-------- Records supplied

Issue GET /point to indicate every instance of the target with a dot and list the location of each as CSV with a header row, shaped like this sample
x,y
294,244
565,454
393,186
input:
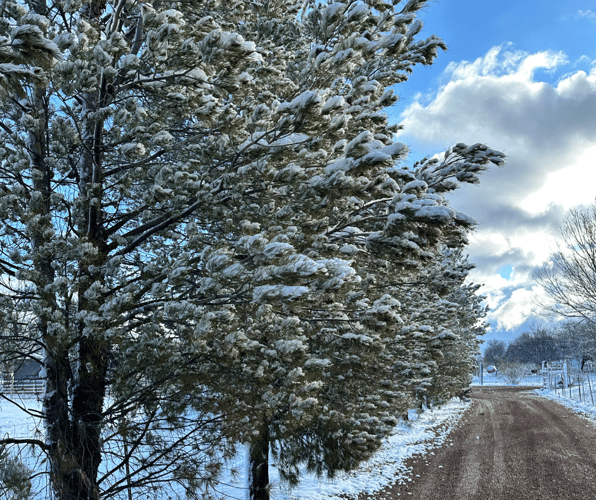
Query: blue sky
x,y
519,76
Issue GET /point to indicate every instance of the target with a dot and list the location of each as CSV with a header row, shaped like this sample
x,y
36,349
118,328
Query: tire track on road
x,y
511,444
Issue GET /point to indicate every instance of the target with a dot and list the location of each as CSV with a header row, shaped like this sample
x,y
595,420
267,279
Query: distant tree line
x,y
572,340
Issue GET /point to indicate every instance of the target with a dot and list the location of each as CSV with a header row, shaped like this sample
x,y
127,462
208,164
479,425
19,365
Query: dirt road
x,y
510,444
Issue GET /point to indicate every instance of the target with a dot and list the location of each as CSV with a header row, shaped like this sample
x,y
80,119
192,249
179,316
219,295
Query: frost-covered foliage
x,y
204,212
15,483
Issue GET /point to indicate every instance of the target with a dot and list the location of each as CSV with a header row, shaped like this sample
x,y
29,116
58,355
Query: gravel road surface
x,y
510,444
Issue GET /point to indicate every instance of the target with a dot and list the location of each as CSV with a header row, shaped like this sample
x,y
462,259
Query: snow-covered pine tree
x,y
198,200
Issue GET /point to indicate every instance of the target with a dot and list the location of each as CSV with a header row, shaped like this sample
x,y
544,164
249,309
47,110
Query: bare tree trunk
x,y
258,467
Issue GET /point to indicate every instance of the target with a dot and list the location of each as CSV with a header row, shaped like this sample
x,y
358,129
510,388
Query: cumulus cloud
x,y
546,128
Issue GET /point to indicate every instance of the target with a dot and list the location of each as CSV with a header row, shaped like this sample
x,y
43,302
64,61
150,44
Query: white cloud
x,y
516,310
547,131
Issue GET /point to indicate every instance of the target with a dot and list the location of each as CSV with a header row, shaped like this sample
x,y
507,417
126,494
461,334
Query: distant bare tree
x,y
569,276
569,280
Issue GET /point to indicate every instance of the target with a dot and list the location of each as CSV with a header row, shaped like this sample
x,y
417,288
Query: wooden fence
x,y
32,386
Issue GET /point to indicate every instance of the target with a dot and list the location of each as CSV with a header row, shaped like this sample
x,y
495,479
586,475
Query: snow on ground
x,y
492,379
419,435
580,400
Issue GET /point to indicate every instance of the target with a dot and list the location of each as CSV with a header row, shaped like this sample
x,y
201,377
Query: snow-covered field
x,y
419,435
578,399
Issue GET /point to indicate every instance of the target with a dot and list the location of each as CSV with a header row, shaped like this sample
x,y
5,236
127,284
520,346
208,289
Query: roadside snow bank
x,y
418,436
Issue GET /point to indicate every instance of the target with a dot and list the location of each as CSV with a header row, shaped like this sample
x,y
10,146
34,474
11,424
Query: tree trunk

----------------

Your objective: Please list every line of the records above that contains the word "snow".

Final result:
Query: snow-covered pine tree
Query: snow on ground
Query: snow-covered field
Query: roadside snow bank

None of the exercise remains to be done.